» THE TASK: All records below are to be transcribed exactly, with every picture left out.

Items from a data source
:::::

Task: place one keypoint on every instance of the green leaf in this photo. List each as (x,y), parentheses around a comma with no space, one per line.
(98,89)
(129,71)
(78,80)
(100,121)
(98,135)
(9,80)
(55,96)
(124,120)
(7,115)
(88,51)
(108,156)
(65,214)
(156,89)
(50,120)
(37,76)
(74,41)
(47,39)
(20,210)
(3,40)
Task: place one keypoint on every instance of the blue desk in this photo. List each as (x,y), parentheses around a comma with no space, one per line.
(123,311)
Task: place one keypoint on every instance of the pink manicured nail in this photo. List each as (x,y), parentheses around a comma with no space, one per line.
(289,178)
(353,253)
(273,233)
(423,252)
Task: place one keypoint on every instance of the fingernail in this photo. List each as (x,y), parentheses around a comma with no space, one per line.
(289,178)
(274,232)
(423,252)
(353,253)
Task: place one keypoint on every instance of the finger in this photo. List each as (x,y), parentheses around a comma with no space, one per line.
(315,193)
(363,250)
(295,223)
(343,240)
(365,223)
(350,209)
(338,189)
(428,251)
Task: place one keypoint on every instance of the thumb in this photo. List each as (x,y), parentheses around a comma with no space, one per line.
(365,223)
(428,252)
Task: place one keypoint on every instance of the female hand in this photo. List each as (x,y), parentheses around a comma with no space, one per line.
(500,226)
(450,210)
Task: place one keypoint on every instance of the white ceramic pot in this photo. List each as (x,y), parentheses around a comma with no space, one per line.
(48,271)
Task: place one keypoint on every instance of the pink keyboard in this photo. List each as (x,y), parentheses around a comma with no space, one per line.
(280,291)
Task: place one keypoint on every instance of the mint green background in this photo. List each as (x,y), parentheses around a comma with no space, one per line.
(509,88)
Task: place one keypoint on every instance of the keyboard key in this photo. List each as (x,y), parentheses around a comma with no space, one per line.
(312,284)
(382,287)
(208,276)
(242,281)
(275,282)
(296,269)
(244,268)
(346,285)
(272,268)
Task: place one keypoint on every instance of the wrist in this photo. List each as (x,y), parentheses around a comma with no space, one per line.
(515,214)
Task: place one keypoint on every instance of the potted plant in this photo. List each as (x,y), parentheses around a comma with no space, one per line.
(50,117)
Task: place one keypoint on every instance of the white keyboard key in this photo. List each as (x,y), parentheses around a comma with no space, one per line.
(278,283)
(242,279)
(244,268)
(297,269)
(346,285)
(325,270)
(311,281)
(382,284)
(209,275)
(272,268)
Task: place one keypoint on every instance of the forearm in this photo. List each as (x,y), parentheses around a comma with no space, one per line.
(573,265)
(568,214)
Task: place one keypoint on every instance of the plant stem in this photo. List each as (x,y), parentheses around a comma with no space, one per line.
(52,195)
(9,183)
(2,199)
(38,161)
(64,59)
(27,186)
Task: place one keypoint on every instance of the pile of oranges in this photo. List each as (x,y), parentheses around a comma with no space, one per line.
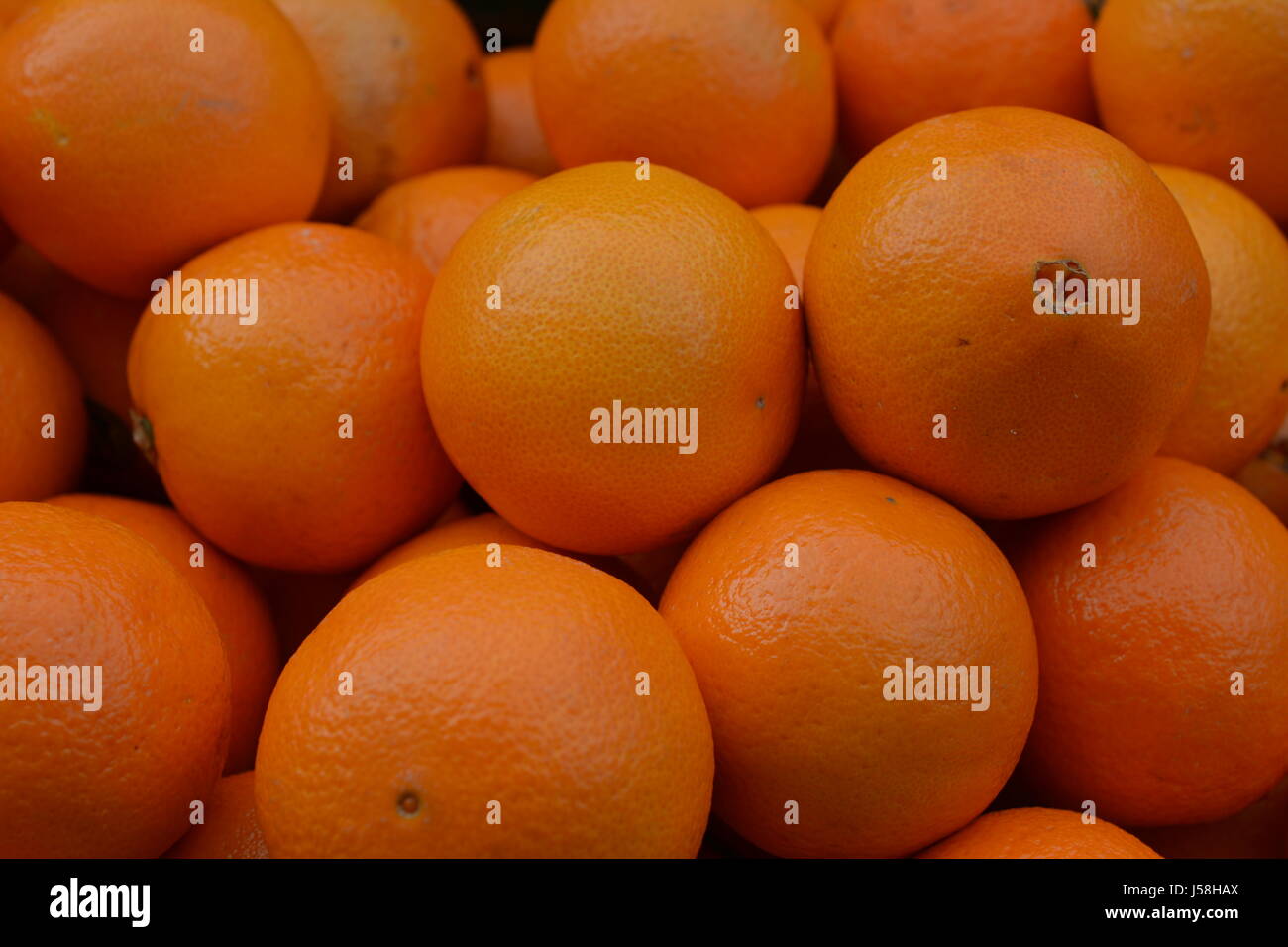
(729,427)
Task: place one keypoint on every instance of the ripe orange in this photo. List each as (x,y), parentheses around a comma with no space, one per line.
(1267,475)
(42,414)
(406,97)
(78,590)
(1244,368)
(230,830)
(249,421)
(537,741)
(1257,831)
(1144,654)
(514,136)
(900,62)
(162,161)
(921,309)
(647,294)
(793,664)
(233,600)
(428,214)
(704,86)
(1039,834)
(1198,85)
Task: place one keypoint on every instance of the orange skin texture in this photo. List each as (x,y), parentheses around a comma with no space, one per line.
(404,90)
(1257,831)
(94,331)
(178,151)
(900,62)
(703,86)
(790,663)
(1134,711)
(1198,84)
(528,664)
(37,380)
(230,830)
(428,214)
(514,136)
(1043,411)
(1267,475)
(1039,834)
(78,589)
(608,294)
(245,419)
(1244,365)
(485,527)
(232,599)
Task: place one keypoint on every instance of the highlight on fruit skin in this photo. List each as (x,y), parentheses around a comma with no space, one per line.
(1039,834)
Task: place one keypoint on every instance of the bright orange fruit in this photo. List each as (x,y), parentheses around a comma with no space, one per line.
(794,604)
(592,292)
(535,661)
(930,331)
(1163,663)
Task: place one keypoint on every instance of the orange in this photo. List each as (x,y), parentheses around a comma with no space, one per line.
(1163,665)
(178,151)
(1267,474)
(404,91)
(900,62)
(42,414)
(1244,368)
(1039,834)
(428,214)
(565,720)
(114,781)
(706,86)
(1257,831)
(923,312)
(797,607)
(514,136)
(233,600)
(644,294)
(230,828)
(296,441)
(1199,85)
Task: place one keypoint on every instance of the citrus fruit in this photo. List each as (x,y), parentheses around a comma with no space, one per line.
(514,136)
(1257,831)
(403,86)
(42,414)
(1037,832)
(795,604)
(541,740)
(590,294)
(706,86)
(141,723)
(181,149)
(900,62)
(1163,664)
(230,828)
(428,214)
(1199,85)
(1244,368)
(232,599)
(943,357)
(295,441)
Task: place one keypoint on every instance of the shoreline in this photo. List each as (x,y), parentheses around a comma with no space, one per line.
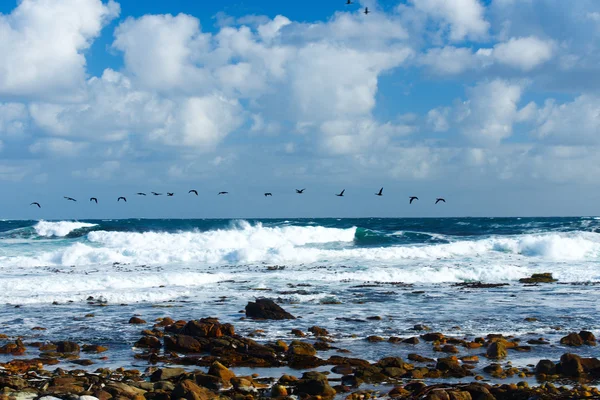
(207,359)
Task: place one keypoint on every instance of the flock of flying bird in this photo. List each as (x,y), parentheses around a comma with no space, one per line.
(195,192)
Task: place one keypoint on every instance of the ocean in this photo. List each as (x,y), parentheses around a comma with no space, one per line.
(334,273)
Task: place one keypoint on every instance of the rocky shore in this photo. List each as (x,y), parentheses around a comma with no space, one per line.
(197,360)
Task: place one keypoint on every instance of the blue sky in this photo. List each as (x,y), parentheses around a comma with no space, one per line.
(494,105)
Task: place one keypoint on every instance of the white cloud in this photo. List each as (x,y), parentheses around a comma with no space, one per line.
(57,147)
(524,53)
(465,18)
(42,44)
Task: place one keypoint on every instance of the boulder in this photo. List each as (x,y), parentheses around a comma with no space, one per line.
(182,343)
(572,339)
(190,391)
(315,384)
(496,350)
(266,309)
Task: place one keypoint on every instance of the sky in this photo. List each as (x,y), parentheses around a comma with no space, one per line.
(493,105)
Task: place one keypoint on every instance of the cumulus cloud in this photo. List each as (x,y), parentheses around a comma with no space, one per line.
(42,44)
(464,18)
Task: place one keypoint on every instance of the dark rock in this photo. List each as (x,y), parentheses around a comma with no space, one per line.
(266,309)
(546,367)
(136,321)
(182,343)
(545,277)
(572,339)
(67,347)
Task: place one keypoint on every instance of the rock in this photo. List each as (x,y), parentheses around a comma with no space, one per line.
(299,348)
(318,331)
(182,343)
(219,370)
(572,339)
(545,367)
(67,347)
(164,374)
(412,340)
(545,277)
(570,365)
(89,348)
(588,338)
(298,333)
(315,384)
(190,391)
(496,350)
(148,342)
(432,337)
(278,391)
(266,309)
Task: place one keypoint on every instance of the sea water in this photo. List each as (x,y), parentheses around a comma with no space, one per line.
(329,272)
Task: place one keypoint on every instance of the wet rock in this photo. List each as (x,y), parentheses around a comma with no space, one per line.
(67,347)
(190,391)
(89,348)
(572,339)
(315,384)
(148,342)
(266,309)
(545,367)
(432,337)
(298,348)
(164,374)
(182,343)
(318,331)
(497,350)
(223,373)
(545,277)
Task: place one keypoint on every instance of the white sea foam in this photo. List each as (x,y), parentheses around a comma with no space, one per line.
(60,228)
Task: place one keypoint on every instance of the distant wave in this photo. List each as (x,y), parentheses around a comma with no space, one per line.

:::::

» WRITTEN ANSWER:
Task: place one keypoint on every instance of the green leaf in this photo. List each as (x,y), parentheses around a comma with no space, one per line.
(98,89)
(129,71)
(78,80)
(100,121)
(98,135)
(9,80)
(55,96)
(124,120)
(7,115)
(88,51)
(108,156)
(65,214)
(156,89)
(50,120)
(37,76)
(74,41)
(47,39)
(20,210)
(3,40)
Task: place one keypoint on every instance of the blue desk in this photo. List each as (x,y), parentheses around a comma with no space, one per line.
(123,311)
Task: place one keypoint on every instance of the pink manicured nail in this photo. List each as (x,y), parentheses around a comma with no space, one per line.
(289,178)
(353,253)
(273,233)
(423,252)
Task: place one keypoint on every instance of the fingernail in this photo. List each as (x,y), parentheses around a comma with no space, one per line.
(289,178)
(274,232)
(423,252)
(353,253)
Task: place one keypoint on every instance of the finger in this photo. List each as (x,y), parentheses around a comma with no space, one per line.
(315,193)
(363,250)
(295,223)
(343,240)
(365,223)
(350,209)
(338,189)
(428,251)
Task: place one keypoint on every instance of the thumb in this photo. List each as (x,y), parentheses around a comma with no space, one per line.
(365,223)
(428,252)
Task: place one keypoint on every instance of the female hand in this photo. List each as (x,y), parentheses around a comma with no space, one per line.
(500,226)
(450,210)
Task: place one keypoint on every instance of the white ceramic pot in this photo. List each as (x,y), parentheses around a comma with no space, one per line.
(48,271)
Task: place one keypoint on every instance of the pink keyboard in this photo. List each as (x,y), parentheses around a comma with no space, one per line.
(280,291)
Task: place one keypoint on every instance of the mint green background in this photo. List each as (x,y), parentheses around a comma with no space, one per line.
(509,88)
Task: place one keypoint on every instance of the keyboard key in this photo. List each as (x,y), parentheses around a comma with no space, one per line.
(312,284)
(382,287)
(208,276)
(242,281)
(275,282)
(296,269)
(244,268)
(346,285)
(272,268)
Task: place one keypoint on every instance of the wrist in this photo. List each as (x,y), parentheses around a comma with no space, one per line.
(515,214)
Task: place one keypoint on every instance of the potted plant in this photo. List each as (x,y), parentheses around a comma with no space, one per line.
(50,117)
Task: place one keypoint on every instance of the white keyboard key in this photo. List each as (x,y), parentheses around a comma with no space, one per line.
(278,283)
(242,279)
(244,268)
(297,269)
(346,285)
(325,270)
(311,281)
(382,284)
(209,275)
(272,268)
Task: place one keypoint on every instance of the forearm in this photo. List each as (x,y), parentheses around a comma with no space, one per line.
(573,265)
(568,214)
Task: place one keypoint on every instance of the plant stem in this photo. List each as (x,y), parentheses around a comma with no space, one per line.
(52,195)
(9,183)
(2,199)
(38,161)
(64,59)
(27,186)
Task: place one keypoint on every instance of the pile of oranges in this photo. List each as (x,y), parentheses around a comma with no space, one per line.
(729,427)
Task: place one keypoint on every instance of the ripe orange in this photo. List each as (x,y), parentheses around a comma with no space, one per line.
(1267,475)
(42,414)
(406,97)
(78,590)
(1244,368)
(230,830)
(249,421)
(537,741)
(1257,831)
(1144,654)
(514,136)
(900,62)
(162,161)
(921,309)
(647,294)
(793,664)
(233,600)
(428,214)
(704,86)
(1039,834)
(1198,85)
Task: place one keypoint on every instance of the orange skin texture in this photo. List each as (x,y), parentheses around a comma with no space, one per line.
(404,90)
(1257,831)
(94,331)
(178,151)
(900,62)
(703,86)
(790,663)
(1134,711)
(1198,84)
(528,664)
(37,380)
(230,830)
(428,214)
(514,136)
(1043,411)
(1267,475)
(1039,834)
(78,589)
(608,294)
(245,419)
(1244,365)
(485,527)
(232,599)
Task: place one keypoint on every instance of the highlight on fruit skin in this photo. List each as (x,y), parentheses around a comma with no space, one per line.
(1039,834)
Task: place one keypoint on every instance of the bright orange fruit in this photo. List each as (x,y), parentheses around a comma with no space, one per line.
(794,604)
(592,292)
(535,661)
(930,331)
(1163,663)
Task: place one keypoint on every instance of the orange in this photo. List each as (x,y), parentheses around a comma with no space, one per line.
(1163,665)
(178,151)
(1267,474)
(404,91)
(900,62)
(42,414)
(1244,368)
(1039,834)
(428,214)
(565,720)
(114,781)
(706,86)
(1257,831)
(923,312)
(797,607)
(514,136)
(233,600)
(644,294)
(230,828)
(296,441)
(1199,85)
Task: place one keypoint on every instance of the citrus fruit in this photo. List each as (x,y), parentheses around a comma with no space, one per line.
(514,136)
(1257,831)
(403,86)
(42,414)
(1037,832)
(795,604)
(541,740)
(590,294)
(706,86)
(141,723)
(181,149)
(900,62)
(1163,664)
(230,828)
(428,214)
(1199,85)
(1244,368)
(232,599)
(943,357)
(295,441)
Task: place one keypoint on every instance of the shoreline in this photo. List each as (x,y), parentheses around a comma with no space, one per line.
(207,359)
Task: place one keypoint on every instance of the flock of flying bird in this photo. List each as (x,y), parentheses around a comma with no space, one per line.
(195,192)
Task: place one keypoint on every instance of the ocean in this photo. List each as (x,y), parentheses around a comma with no space, one per line.
(334,273)
Task: place one keypoint on every instance of the rocky shore in this photo. List each as (x,y), parentheses around a comma with no space, one per line.
(197,360)
Task: place one keypoint on every instance of the blue sky in this photo. List each as (x,y), parentheses around a comma with no space, one per line.
(494,105)
Task: place one keypoint on every instance of the white cloud in this photo. List each as (x,y), parentheses around a comma with no space, one per line.
(57,147)
(524,53)
(465,18)
(42,44)
Task: place one keypoint on every instance of the boulder in this photo. List each as (x,y), parentheses around a comma with no space, one per line.
(182,343)
(572,339)
(190,391)
(315,384)
(496,350)
(266,309)
Task: place one keypoint on every instance of the sky in this photo. List each as (x,y), parentheses around a comma with no space, one per line.
(493,105)
Task: place one keypoint on every instance of the cumulus cloud in this photo. List each as (x,y), parentheses around a comma with no space, one per line.
(42,44)
(464,18)
Task: place one keypoint on every instance of the dark rock in this photo. List each as (x,y), parentheses around a comma with no space, one per line.
(266,309)
(546,367)
(136,321)
(182,343)
(545,277)
(572,339)
(67,347)
Task: place one keypoint on every instance of the rock in this photo. List each as (x,y), parentheses around a comma with no space, one per line.
(299,348)
(318,331)
(182,343)
(219,370)
(572,339)
(545,367)
(67,347)
(164,374)
(412,340)
(545,277)
(570,365)
(89,348)
(588,338)
(298,333)
(315,384)
(190,391)
(496,350)
(148,342)
(432,337)
(278,391)
(266,309)
Task: place one keypoint on every instance of the sea water in this photo. List each as (x,y), parentheses around a comma with no space, one per line.
(329,272)
Task: place one keypoint on every instance of the wet rock in this photo. List each as (x,y), parentheses around a comma with no space, one per line.
(67,347)
(190,391)
(89,348)
(572,339)
(315,384)
(148,342)
(266,309)
(545,367)
(432,337)
(298,348)
(164,374)
(182,343)
(318,331)
(497,350)
(223,373)
(545,277)
Task: place one keypoint on every instance of the white sea foam in this photo. List each as (x,y), parentheses around a comma with no space, one per line.
(60,228)
Task: place one keypoint on every instance of the distant wave in this photo. List each as (x,y), parentheses around a comma with no space, one per line.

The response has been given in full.